**PROVIDED TEXT**
*-*-*

SWE-Grep and SWE-Grep-Mini: RL for Fast Multi-Turn Context Retrieval
12 comments
·October 16, 2025kburman
I thought https://playground.cognition.ai/ was just returning some cached query results, but no, they’re actually spinning up real VMs and running live queries without any authentication or restrictions. That must be costing them a fortune.
breadislove
guys please release the benchmark or the benchmark code. like this is just "trust me bro"
marstall
SWE-1 has been being booped up by WindSurf to me lately and I've been impressed - often (enough?) getting me the same answers as GPT5 etc., but almost instantly. Gotta say speed is nice.
swyx
nice, what does booped up mean? is this gen z lingo?
marstall
ha more like how i talk to my two year old. WindSurf's Cascade sidebar tool (which i use in RubyMine) has a stable of LLMs and it somewhat randomly switches the active one out from time to time. So I get a taste of what different ones are like, it's kind of cool.
silasalberti
hey I'm from the SWE-grep team - feel free to ask me any questions :)

*-*-*

Region pointing data
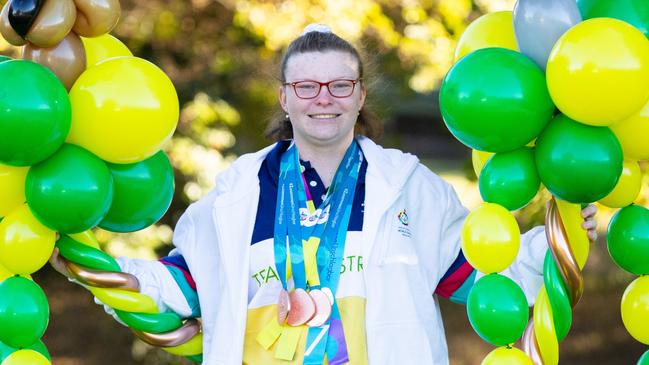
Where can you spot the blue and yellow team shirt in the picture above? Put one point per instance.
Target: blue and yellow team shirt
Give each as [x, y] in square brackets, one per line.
[264, 284]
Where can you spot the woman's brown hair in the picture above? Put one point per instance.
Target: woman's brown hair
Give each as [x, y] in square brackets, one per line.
[280, 126]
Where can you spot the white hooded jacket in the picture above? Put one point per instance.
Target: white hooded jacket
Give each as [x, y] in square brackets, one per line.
[402, 265]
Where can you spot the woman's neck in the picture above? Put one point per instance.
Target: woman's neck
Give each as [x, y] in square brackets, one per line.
[324, 159]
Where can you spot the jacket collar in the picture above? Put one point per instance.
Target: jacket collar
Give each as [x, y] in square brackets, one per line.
[391, 167]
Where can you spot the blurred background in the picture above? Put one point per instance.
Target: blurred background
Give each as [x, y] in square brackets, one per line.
[223, 58]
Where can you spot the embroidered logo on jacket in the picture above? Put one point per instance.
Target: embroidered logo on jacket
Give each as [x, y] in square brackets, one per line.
[403, 217]
[403, 229]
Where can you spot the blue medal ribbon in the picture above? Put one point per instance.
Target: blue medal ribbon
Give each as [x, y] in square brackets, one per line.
[291, 200]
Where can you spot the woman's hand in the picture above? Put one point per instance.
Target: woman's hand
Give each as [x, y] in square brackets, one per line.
[590, 224]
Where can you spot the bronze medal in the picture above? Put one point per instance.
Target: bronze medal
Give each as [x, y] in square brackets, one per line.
[329, 295]
[302, 308]
[323, 308]
[283, 307]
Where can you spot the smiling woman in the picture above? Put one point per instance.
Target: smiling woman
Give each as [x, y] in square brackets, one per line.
[323, 245]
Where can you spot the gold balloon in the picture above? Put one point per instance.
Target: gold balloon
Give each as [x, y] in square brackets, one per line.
[101, 48]
[53, 23]
[184, 334]
[67, 59]
[96, 17]
[7, 30]
[100, 278]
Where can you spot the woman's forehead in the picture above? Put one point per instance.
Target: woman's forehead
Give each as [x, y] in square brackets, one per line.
[321, 66]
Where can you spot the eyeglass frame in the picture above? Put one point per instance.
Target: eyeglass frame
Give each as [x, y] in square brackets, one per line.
[321, 84]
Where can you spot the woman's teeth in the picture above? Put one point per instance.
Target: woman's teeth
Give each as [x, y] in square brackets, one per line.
[323, 116]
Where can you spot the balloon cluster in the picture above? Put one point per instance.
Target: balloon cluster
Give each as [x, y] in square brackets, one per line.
[82, 124]
[554, 93]
[84, 261]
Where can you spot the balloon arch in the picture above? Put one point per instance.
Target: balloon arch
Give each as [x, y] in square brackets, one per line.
[554, 93]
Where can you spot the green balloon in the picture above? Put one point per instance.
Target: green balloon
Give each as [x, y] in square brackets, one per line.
[644, 359]
[85, 255]
[628, 239]
[37, 346]
[577, 162]
[634, 12]
[558, 297]
[495, 100]
[510, 178]
[35, 113]
[71, 191]
[151, 322]
[497, 310]
[143, 193]
[24, 312]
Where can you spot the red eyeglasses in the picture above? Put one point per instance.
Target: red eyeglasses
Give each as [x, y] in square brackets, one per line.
[309, 89]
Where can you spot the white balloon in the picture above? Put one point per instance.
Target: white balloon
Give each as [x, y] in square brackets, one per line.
[538, 24]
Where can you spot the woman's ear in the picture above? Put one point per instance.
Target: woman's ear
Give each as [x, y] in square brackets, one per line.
[363, 95]
[282, 98]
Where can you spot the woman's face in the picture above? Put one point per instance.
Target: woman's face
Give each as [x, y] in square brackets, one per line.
[324, 120]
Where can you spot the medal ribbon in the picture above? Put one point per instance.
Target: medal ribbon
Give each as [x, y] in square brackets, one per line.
[291, 201]
[330, 337]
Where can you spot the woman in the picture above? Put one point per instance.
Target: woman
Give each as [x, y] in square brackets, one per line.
[381, 235]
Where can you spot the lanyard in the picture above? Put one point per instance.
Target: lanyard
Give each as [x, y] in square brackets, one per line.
[331, 235]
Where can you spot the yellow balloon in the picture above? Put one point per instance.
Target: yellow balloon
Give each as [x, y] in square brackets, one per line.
[25, 244]
[627, 188]
[632, 134]
[507, 356]
[490, 30]
[4, 273]
[125, 300]
[26, 357]
[479, 159]
[490, 238]
[101, 48]
[635, 309]
[591, 83]
[123, 110]
[544, 329]
[12, 188]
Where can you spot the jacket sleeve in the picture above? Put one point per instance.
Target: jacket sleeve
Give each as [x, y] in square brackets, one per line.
[168, 280]
[526, 270]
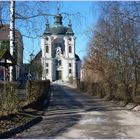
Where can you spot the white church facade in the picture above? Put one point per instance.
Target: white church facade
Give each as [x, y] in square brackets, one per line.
[59, 59]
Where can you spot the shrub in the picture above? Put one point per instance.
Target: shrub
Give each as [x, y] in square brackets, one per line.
[9, 101]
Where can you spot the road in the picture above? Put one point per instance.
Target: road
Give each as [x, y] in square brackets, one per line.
[75, 115]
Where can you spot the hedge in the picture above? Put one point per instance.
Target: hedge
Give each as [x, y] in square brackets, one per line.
[9, 101]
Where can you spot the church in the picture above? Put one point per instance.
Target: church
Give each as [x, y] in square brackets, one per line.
[59, 60]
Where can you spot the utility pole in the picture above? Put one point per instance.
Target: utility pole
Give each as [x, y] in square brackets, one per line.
[12, 38]
[0, 12]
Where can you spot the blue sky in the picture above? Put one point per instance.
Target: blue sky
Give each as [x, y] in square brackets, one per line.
[88, 17]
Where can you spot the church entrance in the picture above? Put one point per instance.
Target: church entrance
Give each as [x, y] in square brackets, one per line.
[58, 75]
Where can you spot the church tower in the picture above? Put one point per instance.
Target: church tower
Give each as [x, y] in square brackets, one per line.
[59, 60]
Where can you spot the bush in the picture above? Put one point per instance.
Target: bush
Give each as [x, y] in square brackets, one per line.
[9, 101]
[35, 89]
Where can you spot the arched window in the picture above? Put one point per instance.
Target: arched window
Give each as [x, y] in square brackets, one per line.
[70, 39]
[47, 49]
[47, 38]
[70, 49]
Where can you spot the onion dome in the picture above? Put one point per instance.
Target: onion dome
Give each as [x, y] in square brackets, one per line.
[70, 31]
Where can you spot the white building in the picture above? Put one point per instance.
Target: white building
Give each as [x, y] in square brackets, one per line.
[58, 52]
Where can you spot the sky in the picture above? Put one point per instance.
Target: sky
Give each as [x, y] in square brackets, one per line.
[81, 26]
[88, 16]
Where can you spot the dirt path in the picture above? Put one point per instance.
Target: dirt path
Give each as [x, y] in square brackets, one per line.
[75, 115]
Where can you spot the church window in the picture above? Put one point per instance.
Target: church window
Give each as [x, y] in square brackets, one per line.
[69, 71]
[70, 49]
[47, 38]
[47, 49]
[47, 71]
[70, 39]
[47, 64]
[59, 62]
[70, 65]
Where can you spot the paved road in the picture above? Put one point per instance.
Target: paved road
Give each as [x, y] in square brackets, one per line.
[75, 115]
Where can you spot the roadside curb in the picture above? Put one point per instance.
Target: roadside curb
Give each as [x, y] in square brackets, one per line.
[14, 131]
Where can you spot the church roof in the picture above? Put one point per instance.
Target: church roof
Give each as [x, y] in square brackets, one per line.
[58, 28]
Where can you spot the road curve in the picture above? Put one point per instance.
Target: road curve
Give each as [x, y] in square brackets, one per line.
[75, 115]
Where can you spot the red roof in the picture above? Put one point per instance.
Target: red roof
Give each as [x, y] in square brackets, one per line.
[4, 34]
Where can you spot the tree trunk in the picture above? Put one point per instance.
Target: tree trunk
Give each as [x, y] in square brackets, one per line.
[12, 38]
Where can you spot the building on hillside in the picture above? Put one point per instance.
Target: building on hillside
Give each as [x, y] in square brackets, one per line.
[59, 60]
[4, 44]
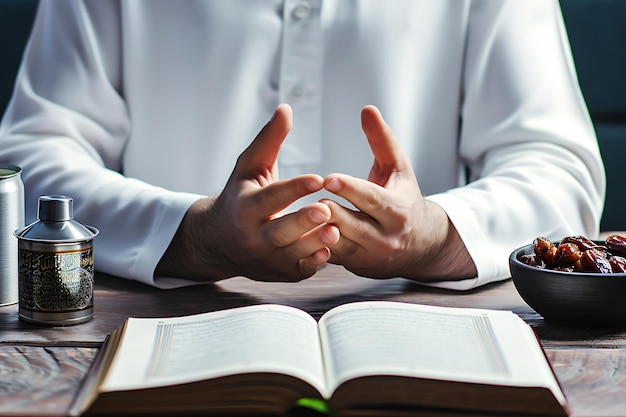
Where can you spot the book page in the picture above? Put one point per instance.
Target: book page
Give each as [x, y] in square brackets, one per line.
[390, 338]
[266, 338]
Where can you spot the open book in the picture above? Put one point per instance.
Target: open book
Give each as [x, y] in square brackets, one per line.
[361, 358]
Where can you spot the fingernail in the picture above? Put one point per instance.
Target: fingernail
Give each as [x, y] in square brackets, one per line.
[312, 185]
[333, 185]
[318, 217]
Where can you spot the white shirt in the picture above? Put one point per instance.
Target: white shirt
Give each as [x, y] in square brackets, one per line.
[169, 93]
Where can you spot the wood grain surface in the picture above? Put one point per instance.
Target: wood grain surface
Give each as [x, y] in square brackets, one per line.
[41, 368]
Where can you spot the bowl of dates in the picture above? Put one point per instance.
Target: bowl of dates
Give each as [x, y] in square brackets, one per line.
[574, 281]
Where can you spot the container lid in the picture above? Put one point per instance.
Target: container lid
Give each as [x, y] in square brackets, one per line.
[55, 223]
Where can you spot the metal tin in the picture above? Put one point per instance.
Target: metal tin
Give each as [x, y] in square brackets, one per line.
[11, 219]
[56, 266]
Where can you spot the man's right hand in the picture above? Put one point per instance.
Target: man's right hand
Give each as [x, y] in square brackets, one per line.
[240, 233]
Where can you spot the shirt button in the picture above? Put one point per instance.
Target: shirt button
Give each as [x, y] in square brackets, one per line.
[301, 11]
[297, 92]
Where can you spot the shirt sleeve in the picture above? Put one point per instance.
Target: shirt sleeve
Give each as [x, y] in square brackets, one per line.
[72, 144]
[527, 141]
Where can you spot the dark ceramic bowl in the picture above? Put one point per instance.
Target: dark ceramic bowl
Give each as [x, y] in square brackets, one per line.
[571, 298]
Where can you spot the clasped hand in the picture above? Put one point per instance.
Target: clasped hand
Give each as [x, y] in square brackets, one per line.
[392, 232]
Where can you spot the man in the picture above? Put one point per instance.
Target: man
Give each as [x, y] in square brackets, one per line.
[139, 110]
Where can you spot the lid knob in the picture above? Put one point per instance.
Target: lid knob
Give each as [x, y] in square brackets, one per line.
[55, 208]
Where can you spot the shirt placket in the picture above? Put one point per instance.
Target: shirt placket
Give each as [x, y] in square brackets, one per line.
[300, 80]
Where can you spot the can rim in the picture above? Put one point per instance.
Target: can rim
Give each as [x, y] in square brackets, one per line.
[16, 170]
[18, 234]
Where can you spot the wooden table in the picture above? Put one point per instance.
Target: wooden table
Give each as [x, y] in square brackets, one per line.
[41, 368]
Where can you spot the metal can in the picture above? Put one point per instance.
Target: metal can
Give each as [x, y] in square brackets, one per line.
[56, 266]
[11, 219]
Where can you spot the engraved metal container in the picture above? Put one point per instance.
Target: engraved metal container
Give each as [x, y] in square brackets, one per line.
[56, 266]
[11, 218]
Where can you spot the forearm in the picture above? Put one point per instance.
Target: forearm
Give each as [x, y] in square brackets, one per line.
[447, 258]
[194, 252]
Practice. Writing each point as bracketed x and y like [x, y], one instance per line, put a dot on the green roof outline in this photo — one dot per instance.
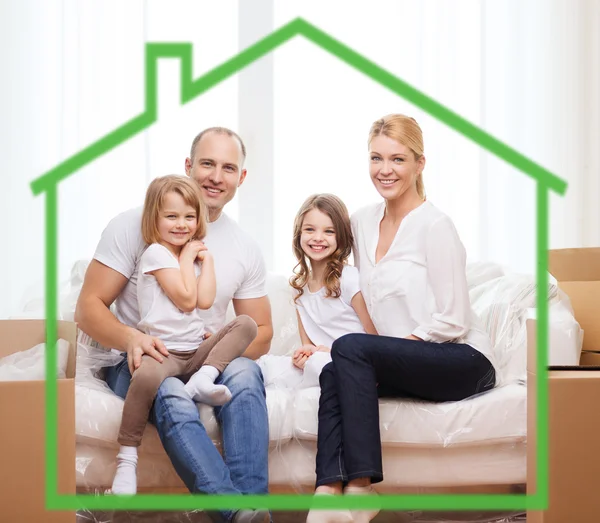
[190, 89]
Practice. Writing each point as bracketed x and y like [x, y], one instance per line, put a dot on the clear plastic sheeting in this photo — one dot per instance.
[298, 517]
[475, 445]
[30, 364]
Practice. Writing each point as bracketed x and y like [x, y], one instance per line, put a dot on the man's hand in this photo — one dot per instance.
[140, 344]
[302, 354]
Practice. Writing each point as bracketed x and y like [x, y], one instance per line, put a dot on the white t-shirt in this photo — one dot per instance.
[159, 316]
[239, 266]
[420, 286]
[327, 319]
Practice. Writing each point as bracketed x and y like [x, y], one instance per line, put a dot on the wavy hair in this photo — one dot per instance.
[335, 208]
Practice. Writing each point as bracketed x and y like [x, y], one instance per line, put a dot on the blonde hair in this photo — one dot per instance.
[406, 131]
[335, 208]
[155, 195]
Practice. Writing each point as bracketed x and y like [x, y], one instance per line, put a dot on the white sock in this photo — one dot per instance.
[328, 516]
[125, 481]
[202, 388]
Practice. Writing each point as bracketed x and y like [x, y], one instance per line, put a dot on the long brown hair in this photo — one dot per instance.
[405, 130]
[155, 194]
[335, 208]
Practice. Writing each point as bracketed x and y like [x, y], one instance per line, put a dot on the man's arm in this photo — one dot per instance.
[100, 289]
[259, 309]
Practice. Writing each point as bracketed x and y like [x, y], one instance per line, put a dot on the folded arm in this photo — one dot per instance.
[101, 287]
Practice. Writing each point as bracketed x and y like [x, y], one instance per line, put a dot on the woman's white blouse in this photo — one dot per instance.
[420, 286]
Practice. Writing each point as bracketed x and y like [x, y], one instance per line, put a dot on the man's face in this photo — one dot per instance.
[217, 168]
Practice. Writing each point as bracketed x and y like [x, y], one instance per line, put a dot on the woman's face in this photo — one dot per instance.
[393, 167]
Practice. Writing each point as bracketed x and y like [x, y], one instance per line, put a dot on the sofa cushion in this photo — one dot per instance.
[98, 418]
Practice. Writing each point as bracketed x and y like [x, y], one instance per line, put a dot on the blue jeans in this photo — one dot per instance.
[244, 425]
[367, 367]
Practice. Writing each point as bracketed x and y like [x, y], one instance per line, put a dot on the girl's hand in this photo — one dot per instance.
[301, 362]
[190, 250]
[302, 354]
[203, 253]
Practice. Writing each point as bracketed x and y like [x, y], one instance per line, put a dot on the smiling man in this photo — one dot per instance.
[216, 163]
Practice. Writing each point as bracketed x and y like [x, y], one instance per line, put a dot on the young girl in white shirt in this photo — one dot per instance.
[176, 279]
[328, 300]
[413, 277]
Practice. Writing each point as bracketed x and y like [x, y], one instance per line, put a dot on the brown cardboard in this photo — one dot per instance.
[574, 481]
[22, 429]
[590, 359]
[578, 274]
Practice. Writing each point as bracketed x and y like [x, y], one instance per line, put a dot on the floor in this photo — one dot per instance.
[299, 517]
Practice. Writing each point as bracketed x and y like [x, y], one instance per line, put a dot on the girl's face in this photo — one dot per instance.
[177, 221]
[317, 237]
[393, 167]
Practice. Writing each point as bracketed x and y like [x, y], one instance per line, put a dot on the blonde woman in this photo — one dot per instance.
[413, 278]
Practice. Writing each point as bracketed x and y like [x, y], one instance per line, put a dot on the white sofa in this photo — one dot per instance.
[480, 441]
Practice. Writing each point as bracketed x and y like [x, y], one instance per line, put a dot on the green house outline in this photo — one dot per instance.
[190, 89]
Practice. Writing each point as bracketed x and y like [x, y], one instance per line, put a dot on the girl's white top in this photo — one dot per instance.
[178, 330]
[327, 319]
[420, 286]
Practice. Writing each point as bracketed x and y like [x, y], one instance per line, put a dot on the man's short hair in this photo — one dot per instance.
[217, 130]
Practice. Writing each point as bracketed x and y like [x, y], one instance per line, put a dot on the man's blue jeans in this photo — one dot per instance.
[244, 425]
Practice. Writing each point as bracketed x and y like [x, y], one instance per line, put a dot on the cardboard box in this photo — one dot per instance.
[22, 429]
[574, 481]
[578, 274]
[590, 359]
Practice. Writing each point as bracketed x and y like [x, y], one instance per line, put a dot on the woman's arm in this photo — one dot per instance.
[207, 282]
[359, 305]
[446, 274]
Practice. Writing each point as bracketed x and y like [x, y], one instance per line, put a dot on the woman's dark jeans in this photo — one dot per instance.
[367, 367]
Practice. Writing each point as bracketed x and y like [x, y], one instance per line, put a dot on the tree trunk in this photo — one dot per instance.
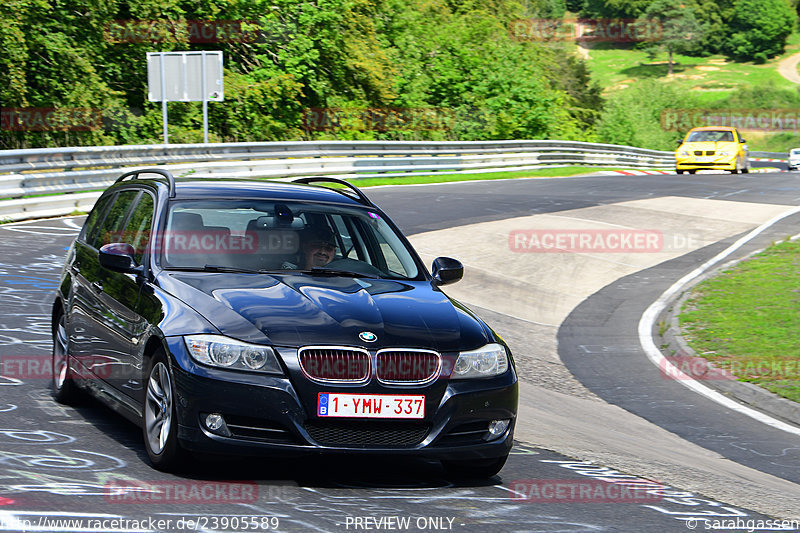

*-*-*

**QUESTIONS**
(1) In the SWE-Grep forum thread, which program does marstall use WindSurf's Cascade sidebar tool in?
(2) Write the next part of the SWE-Grep forum thread, picking up right after its last comment.

**EXERCISE RESPONSES**
(1) RubyMine

(2)
daralthus
this would be useful outside of coding. could you release a benchmark so we can have more models tuned for this?
tifa2up
Searched for 'hi' and it took 166s to return a response using this model: https://pasteboard.co/oB4VqVC5FGkl.png
Claude Code took 0.1s, Cursor CLI 19s
mgambati
If you ask a real question, then you might get real results.
swyx
(coauthor) main charts/evals here https://x.com/cognition/status/1978867021669413252
you can try the https://playground.cognition.ai/ here
i wrote a longer explainer here https://x.com/swyx/status/1978874342743343254 but saving you the click
this was a perspective cut from the blogpost, but let me explain why subagents kill long context
Like you can spend $500m building 100 million context models, and they would be 1) slow, 2) expensive to use, 3) have huge context rot. O(n) is the lower bound.
Cog's approach is something you learn in day 1 of CS50 - divide and parallelize. Embeddings are too dumb, Agentic Search is too slow. So train limited-agency (max 4 turns), natively parallel tool calling (avg parallelism of 7-8, custom toolset) fast (2800tok/s) subagents to give the performance of Agentic Search under an acceptable "Flow Window" that feels immaterially slower than Embeddings.
The benefit of this is threefold:
- 8 ^ 4 toolcalls cover a very large code search space. can compound subagent calls if more needed.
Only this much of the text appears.